▶ [Set tasks]:
[A] Which anomaly detection methods does the introduction on graph anomaly detection mention by name?
[B] Can you reproduce the passage of the introduction on graph anomaly detection that begins with the words containing "1. Introduction" and ends with "garnered extensive attention."?

▶ [Text shown]:
------------------------------------------------
1. Introduction
Anomaly detection is a critical task in numerous real-world applications, with use cases including identifying malicious behaviors in social networks [
1,
2], detecting financial fraud in transaction networks [
3,
4], and discovering anomalous patterns in industrial automation systems [
5,
6,
7], among others. With the widespread adoption of graph-structured data across various domains, the significance of GAD has become increasingly prominent [
8]. Accurately identifying anomalies in graph-structured data is crucial for maintaining the integrity and security of complex systems [
9,
10]. In recent years, alongside the rapid growth of graph-structured data in diverse fields, the importance of GAD has garnered extensive attention.
While significant progress has been made in this field, existing methods still face significant challenges. Early research primarily relied on statistical methods and community/clustering-based techniques. For instance, OddBall [
11] detects anomalies by analyzing node degrees, weight distributions, or local structural patterns (e.g., star/clique subgraphs). NetWalk [
12] introduced a real-time anomaly detection framework for dynamic networks, which jointly learns low-dimensional node representations via clique embedding and deep autoencoders while dynamically updating cluster centers using streaming K-means for anomaly identification. However, these methods typically rely on local structural features, making them less effective in capturing complex relationships and global patterns in graphs. With the advancement of deep learning, graph neural networks have emerged as a powerful tool for GAD. CmaGraph [
13] pioneered the integration of dynamic community evolution into anomaly detection. Its three-module architecture (community detection, metric enhancement, and one-class anomaly scoring) reconstructs intra-/inter-community node distances, significantly improving sensitivity to structural anomalies. FAGAD [
14] tackles the issue of anomaly signal loss caused by GNNs’ low-pass filtering. It proposes a frequency-adaptive GNN that enhances high-frequency anomaly feature extraction via all-pass/low-pass/high-pass signal fusion and a self-supervised bootstrapping strategy—without requiring labeled data. G3AD [
15] addresses the adverse effects of anomalies on GNNs by designing a dual-auxiliary encoder (decoupling attributes and topology) and an adaptive caching mechanism. This prevents the model from directly reconstructing anomaly-contaminated graph structures, thereby improving robustness against subtle structural deviations in unsupervised settings. However, most existing GNN-based methods focus solely on either node attributes [
16,
17] or topological structures, resulting in limited sensitivity to structural anomalies. This limitation becomes particularly evident when anomalies manifest as subtle structural deviations rather than distinct attribute differences. For example, as shown in
Figure 1, banks have identified anomalous credit card transactions where small purchases are immediately followed by large withdrawals across thousands of accounts. While individual accounts appear normal, fraudsters mask cash-out activities by coordinating transactions across controlled accounts. Such evasive patterns remain undetectable through neighborhood or attribute analysis alone. By encoding structural similarities, we can highlight shared behaviors among fraudulent nodes, such as connections to 5–10 peripheral accounts or 90% fund flow through these nodes, revealing hidden relationships to identify entire fraud networks rather than isolated suspicious accounts.
------------------------------------------------
▶ [Rows]:
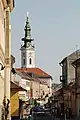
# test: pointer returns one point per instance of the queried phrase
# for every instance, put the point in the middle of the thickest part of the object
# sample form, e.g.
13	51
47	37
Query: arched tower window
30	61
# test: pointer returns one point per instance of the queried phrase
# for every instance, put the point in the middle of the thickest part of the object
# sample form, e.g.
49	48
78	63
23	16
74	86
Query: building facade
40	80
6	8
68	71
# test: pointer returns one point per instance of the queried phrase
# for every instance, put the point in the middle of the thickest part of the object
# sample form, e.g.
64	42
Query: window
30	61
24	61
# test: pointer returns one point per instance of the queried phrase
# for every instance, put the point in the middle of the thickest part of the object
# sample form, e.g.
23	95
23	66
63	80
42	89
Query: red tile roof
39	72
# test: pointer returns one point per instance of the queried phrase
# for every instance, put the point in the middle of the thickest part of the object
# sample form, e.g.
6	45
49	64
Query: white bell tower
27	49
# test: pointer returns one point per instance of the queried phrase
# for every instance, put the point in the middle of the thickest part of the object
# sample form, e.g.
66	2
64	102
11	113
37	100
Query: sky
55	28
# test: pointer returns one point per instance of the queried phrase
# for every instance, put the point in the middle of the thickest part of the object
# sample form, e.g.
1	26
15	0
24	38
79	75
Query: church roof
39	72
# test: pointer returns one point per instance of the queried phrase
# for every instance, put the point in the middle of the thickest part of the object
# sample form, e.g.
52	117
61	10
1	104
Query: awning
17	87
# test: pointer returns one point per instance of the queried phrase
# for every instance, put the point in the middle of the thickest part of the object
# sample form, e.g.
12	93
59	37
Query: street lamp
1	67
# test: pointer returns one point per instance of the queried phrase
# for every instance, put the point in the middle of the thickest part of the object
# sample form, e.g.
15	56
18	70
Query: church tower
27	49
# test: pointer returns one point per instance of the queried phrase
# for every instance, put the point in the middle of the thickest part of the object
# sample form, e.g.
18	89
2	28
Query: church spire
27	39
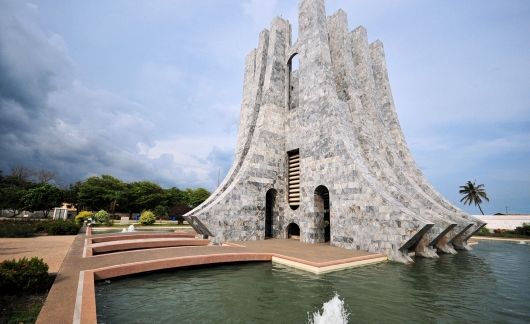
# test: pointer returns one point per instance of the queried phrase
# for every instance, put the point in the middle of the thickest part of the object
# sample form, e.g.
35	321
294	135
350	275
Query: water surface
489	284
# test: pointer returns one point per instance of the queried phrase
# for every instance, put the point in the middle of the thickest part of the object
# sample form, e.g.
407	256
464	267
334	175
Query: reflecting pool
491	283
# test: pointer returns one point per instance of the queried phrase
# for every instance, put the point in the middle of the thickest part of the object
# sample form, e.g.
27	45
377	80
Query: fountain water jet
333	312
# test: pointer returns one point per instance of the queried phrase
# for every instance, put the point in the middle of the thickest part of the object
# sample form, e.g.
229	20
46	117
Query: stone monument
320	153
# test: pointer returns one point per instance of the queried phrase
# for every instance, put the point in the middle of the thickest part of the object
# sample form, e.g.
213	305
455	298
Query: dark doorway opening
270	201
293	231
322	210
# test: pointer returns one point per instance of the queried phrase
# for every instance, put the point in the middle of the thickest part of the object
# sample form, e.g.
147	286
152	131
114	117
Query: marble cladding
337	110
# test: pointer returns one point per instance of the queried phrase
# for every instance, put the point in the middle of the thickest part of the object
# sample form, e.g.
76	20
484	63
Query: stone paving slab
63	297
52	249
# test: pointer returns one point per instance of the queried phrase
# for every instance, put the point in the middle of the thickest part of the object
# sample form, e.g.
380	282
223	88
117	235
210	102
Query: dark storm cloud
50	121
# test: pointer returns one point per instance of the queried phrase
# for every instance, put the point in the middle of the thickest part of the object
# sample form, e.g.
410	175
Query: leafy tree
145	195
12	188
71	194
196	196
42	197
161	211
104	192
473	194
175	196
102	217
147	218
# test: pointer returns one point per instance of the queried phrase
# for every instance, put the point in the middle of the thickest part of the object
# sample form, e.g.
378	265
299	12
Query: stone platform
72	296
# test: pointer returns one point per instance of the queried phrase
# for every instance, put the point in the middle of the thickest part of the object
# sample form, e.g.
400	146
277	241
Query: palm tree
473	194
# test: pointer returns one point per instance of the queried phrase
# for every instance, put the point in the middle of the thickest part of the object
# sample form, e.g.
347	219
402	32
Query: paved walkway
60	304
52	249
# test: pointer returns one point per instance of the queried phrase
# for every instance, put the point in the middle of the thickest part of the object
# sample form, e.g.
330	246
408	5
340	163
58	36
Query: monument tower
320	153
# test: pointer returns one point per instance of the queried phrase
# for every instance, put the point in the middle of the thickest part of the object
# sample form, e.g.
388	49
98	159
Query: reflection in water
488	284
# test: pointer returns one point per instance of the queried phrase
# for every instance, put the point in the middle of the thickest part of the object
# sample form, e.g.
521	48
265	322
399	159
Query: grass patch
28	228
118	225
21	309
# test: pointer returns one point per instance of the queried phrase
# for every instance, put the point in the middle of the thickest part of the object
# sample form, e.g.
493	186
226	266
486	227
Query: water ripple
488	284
------------------------------------------------
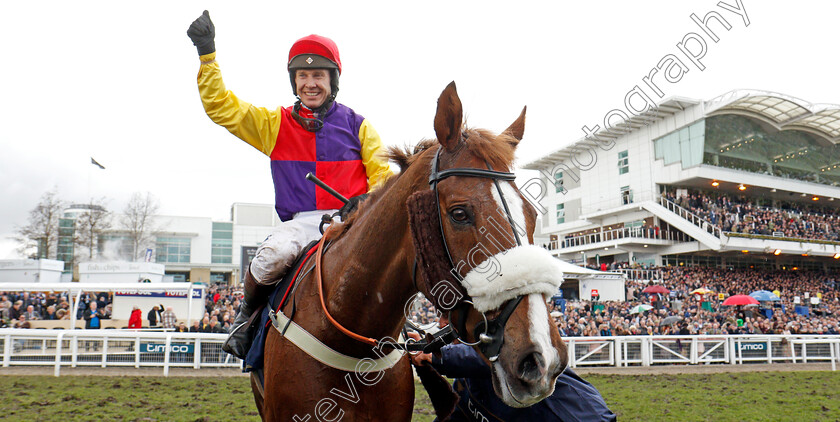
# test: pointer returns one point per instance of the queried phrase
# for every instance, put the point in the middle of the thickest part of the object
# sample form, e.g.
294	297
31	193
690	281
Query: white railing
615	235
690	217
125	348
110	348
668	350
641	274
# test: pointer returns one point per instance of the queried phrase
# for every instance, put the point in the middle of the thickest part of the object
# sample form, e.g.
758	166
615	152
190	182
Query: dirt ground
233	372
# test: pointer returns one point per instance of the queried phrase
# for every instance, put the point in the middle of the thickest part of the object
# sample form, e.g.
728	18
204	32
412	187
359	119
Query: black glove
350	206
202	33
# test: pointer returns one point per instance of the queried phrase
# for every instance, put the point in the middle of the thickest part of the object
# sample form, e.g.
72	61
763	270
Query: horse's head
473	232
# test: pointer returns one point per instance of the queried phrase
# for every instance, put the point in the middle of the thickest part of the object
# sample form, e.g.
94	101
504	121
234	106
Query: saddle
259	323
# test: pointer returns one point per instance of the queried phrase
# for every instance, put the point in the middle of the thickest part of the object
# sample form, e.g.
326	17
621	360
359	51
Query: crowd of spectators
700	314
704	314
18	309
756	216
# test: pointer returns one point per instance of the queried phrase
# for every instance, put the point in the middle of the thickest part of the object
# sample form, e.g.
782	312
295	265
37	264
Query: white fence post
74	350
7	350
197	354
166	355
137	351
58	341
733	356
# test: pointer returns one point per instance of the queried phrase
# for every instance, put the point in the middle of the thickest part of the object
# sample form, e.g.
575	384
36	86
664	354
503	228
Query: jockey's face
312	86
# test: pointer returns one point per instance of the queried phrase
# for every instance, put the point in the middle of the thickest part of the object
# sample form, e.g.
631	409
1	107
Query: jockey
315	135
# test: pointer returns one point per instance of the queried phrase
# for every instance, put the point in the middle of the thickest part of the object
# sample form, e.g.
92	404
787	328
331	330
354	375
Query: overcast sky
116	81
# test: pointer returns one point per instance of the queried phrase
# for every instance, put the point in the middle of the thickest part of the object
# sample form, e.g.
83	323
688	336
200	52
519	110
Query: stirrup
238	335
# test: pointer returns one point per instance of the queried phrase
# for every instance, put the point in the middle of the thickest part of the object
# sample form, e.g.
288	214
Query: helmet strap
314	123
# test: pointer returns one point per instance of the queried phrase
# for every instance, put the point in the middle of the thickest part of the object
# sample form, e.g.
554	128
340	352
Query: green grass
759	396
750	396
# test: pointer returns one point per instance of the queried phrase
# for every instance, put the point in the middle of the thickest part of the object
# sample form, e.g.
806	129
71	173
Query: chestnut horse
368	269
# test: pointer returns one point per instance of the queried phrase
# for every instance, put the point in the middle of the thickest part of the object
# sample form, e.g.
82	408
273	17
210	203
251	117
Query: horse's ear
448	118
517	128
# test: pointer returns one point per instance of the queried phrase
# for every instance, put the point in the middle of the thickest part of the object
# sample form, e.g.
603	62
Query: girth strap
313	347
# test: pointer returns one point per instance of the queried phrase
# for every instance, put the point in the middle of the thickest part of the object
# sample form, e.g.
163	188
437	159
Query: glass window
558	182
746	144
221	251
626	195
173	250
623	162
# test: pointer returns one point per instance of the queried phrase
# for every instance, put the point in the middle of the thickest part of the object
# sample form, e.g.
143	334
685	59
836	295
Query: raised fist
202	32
------------------------------------------------
▶ [Expected results]:
[A] OddBall, NetWalk, CmaGraph, FAGAD, G3AD

[B]
1. Introduction
Anomaly detection is a critical task in numerous real-world applications, with use cases including identifying malicious behaviors in social networks [
1,
2], detecting financial fraud in transaction networks [
3,
4], and discovering anomalous patterns in industrial automation systems [
5,
6,
7], among others. With the widespread adoption of graph-structured data across various domains, the significance of GAD has become increasingly prominent [
8]. Accurately identifying anomalies in graph-structured data is crucial for maintaining the integrity and security of complex systems [
9,
10]. In recent years, alongside the rapid growth of graph-structured data in diverse fields, the importance of GAD has garnered extensive attention.